Saved entries

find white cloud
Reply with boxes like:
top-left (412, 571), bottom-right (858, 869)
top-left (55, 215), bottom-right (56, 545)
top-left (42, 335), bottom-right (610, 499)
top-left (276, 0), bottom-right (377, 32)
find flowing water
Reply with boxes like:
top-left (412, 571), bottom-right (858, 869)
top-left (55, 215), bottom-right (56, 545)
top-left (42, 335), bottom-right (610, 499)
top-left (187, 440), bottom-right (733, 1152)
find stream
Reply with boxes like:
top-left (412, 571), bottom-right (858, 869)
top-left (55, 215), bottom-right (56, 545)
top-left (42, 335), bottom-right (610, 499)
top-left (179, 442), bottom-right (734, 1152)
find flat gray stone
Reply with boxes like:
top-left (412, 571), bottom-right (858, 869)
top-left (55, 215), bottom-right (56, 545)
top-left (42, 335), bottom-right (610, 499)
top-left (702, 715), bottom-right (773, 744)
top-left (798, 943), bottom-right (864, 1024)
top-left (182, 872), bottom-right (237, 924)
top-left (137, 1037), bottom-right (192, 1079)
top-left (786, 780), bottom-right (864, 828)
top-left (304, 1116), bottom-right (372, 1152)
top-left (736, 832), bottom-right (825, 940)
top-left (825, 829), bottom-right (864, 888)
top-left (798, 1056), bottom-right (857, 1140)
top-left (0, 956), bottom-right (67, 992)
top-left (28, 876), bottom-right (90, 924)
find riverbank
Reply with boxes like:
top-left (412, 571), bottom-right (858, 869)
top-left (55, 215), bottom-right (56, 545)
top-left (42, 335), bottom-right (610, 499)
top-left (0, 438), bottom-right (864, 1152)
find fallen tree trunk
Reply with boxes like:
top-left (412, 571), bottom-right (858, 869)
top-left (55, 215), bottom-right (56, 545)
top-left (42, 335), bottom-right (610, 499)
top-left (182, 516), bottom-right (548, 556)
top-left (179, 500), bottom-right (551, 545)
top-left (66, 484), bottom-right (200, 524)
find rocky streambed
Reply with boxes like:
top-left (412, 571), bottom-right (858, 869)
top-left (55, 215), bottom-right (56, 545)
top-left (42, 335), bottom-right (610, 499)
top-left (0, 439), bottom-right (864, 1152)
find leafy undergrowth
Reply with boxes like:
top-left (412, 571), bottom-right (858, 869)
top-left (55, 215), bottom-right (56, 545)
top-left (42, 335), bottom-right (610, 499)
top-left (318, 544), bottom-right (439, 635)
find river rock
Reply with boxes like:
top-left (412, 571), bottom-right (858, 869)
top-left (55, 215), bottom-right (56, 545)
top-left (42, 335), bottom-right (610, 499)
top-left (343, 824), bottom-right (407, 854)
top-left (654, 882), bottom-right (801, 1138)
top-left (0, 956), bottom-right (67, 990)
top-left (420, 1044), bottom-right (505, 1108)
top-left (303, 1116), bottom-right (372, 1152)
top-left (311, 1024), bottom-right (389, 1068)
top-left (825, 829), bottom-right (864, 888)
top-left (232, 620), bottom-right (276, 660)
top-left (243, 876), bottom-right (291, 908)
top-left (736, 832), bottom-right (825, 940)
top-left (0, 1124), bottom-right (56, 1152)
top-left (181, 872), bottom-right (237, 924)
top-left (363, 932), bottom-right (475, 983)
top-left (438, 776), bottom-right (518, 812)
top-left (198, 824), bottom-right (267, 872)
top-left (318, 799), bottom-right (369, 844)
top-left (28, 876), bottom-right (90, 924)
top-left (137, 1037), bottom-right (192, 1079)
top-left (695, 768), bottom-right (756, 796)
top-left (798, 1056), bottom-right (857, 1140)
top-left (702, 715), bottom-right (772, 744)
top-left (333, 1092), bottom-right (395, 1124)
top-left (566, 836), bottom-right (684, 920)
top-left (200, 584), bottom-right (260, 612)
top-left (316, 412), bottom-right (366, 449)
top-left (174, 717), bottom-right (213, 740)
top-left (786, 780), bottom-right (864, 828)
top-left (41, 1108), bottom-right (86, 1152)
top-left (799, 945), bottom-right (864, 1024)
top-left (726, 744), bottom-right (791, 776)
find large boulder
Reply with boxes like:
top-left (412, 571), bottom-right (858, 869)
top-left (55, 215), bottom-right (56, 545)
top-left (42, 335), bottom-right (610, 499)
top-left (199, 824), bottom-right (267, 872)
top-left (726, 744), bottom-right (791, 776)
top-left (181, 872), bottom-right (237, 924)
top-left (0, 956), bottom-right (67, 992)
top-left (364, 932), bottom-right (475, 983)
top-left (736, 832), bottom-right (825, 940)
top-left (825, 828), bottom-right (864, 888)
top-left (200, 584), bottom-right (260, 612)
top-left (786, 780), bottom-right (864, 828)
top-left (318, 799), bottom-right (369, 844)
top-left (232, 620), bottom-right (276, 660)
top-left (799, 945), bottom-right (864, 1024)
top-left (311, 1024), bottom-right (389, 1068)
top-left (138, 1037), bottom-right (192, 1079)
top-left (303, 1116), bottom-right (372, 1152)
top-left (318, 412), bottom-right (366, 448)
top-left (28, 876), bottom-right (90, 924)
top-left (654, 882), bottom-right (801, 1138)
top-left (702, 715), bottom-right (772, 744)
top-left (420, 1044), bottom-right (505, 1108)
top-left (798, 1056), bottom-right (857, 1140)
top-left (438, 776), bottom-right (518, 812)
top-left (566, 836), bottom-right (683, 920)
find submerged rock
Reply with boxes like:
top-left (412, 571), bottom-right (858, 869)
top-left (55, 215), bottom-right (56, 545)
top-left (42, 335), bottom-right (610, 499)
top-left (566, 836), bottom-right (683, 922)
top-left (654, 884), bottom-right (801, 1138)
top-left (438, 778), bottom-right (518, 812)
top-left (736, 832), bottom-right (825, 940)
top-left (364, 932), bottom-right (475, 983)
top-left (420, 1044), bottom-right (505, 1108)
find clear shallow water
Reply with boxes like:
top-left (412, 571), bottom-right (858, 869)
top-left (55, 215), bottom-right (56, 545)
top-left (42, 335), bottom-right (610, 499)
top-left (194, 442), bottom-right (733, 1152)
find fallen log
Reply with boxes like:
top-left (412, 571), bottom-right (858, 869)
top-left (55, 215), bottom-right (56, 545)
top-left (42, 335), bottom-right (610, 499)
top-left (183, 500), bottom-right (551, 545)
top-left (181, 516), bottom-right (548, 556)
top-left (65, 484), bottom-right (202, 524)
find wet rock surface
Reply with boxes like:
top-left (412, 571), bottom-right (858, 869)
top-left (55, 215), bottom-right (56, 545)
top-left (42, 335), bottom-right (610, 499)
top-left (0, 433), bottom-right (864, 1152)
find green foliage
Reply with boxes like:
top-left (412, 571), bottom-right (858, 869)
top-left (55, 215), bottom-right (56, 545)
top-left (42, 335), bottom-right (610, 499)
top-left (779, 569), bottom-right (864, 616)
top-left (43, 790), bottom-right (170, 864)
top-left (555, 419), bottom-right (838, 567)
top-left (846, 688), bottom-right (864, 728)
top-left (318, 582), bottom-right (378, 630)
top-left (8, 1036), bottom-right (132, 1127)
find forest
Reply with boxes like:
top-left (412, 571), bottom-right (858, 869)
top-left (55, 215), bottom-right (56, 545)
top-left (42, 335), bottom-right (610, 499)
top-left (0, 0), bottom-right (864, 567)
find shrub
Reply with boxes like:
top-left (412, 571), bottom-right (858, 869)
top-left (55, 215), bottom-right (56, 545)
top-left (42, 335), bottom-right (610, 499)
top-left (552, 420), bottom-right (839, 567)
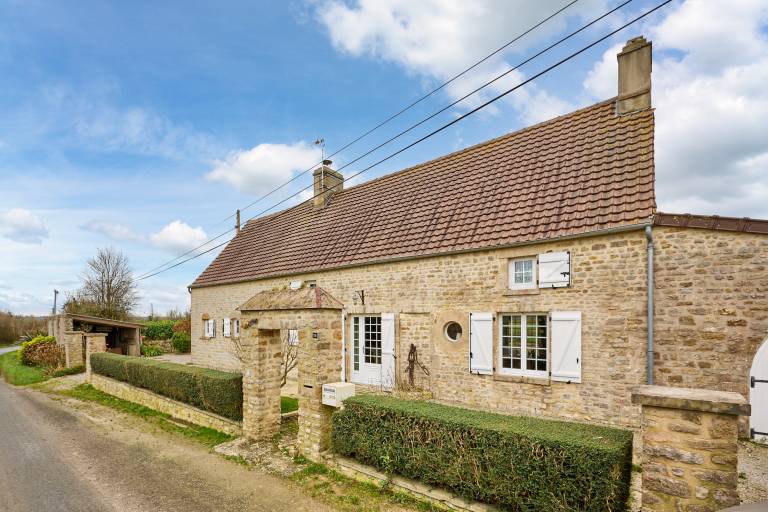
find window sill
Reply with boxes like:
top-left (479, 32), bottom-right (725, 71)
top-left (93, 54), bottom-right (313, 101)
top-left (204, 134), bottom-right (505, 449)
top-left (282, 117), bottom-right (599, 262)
top-left (502, 288), bottom-right (541, 297)
top-left (493, 373), bottom-right (552, 386)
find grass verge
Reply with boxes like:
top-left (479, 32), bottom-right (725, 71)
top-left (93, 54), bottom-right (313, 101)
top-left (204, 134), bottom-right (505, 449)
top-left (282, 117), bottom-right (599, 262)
top-left (291, 456), bottom-right (447, 512)
top-left (0, 350), bottom-right (48, 386)
top-left (280, 396), bottom-right (299, 414)
top-left (62, 384), bottom-right (234, 447)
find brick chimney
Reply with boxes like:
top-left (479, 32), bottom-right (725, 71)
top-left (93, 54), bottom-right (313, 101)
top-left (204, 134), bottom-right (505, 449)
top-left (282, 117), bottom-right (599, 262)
top-left (312, 160), bottom-right (344, 208)
top-left (616, 36), bottom-right (652, 116)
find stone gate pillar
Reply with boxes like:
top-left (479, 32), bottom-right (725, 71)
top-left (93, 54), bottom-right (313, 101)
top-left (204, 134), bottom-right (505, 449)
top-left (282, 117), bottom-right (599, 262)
top-left (240, 313), bottom-right (281, 440)
top-left (298, 310), bottom-right (341, 458)
top-left (632, 386), bottom-right (750, 512)
top-left (85, 332), bottom-right (107, 382)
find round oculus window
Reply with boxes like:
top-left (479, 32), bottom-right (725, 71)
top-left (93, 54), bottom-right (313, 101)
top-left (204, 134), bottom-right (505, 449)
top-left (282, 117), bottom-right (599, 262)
top-left (445, 322), bottom-right (462, 341)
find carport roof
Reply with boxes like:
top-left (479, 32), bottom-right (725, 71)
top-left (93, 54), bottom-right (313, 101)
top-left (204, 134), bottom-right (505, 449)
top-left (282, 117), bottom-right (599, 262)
top-left (64, 313), bottom-right (144, 329)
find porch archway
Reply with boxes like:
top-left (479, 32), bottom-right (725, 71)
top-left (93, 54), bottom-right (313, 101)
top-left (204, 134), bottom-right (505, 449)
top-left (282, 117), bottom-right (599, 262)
top-left (238, 286), bottom-right (344, 457)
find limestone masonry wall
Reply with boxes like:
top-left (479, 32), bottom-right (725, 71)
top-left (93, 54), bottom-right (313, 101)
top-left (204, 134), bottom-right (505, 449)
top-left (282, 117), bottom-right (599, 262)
top-left (192, 227), bottom-right (768, 428)
top-left (654, 228), bottom-right (768, 406)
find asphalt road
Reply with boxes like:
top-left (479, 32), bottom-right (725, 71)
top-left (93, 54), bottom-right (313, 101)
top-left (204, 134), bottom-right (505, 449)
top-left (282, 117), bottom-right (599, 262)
top-left (0, 381), bottom-right (327, 512)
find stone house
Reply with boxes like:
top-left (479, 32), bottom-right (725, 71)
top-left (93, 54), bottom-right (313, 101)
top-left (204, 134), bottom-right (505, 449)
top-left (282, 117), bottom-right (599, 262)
top-left (190, 38), bottom-right (768, 436)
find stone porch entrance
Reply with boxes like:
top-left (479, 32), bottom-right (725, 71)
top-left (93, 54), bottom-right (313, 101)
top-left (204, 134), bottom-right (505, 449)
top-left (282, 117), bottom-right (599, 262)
top-left (238, 285), bottom-right (343, 457)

Task: Please format the records from the line with "find brick chimney" through the line with "top-left (0, 381), bottom-right (327, 512)", both included, as a Markdown table. Use a Row column that numbers each line and a Line column that holds it, and leave out blank lines.

Task result:
| Row | Line |
|---|---|
| 1 | find brick chimney |
| 2 | Reply with boxes like: |
| 3 | top-left (479, 32), bottom-right (725, 71) |
| 4 | top-left (93, 54), bottom-right (313, 101) |
| 5 | top-left (204, 134), bottom-right (505, 449) |
| 6 | top-left (282, 117), bottom-right (599, 262) |
| 7 | top-left (312, 160), bottom-right (344, 208) |
| 8 | top-left (616, 36), bottom-right (652, 116) |
| 9 | find stone gate pillar |
| 10 | Reply with boxes like: |
| 11 | top-left (479, 32), bottom-right (725, 71) |
| 12 | top-left (93, 54), bottom-right (313, 101) |
| 13 | top-left (204, 134), bottom-right (505, 449) |
| 14 | top-left (282, 117), bottom-right (599, 262) |
| 15 | top-left (240, 313), bottom-right (281, 440) |
| 16 | top-left (298, 310), bottom-right (341, 458) |
| 17 | top-left (632, 386), bottom-right (750, 512) |
| 18 | top-left (85, 332), bottom-right (107, 382) |
| 19 | find round oculus window |
| 20 | Reply with boxes like: |
| 21 | top-left (479, 32), bottom-right (725, 71) |
| 22 | top-left (93, 54), bottom-right (313, 101) |
| 23 | top-left (204, 134), bottom-right (505, 449) |
| 24 | top-left (282, 117), bottom-right (599, 262) |
| 25 | top-left (445, 322), bottom-right (462, 341) |
| 26 | find carport roof |
| 27 | Reply with boxes like: |
| 28 | top-left (479, 32), bottom-right (725, 71) |
| 29 | top-left (93, 54), bottom-right (313, 101) |
| 30 | top-left (204, 134), bottom-right (505, 449) |
| 31 | top-left (282, 117), bottom-right (599, 262) |
| 32 | top-left (64, 313), bottom-right (144, 329) |
| 33 | find porch archway |
| 34 | Reply with boxes like: |
| 35 | top-left (479, 32), bottom-right (725, 71) |
| 36 | top-left (93, 54), bottom-right (313, 101) |
| 37 | top-left (204, 134), bottom-right (505, 449) |
| 38 | top-left (282, 117), bottom-right (599, 262) |
| 39 | top-left (238, 286), bottom-right (344, 457) |
| 40 | find limestone masonry wall |
| 41 | Reply with boxes like: |
| 42 | top-left (479, 32), bottom-right (725, 71) |
| 43 | top-left (93, 54), bottom-right (313, 101) |
| 44 | top-left (204, 134), bottom-right (505, 449) |
| 45 | top-left (282, 117), bottom-right (599, 262) |
| 46 | top-left (192, 227), bottom-right (768, 428) |
| 47 | top-left (654, 228), bottom-right (768, 406) |
| 48 | find asphalt road |
| 49 | Reply with boxes like: |
| 50 | top-left (479, 32), bottom-right (725, 71) |
| 51 | top-left (93, 54), bottom-right (313, 101) |
| 52 | top-left (204, 134), bottom-right (505, 449) |
| 53 | top-left (282, 117), bottom-right (599, 262) |
| 54 | top-left (0, 381), bottom-right (327, 512) |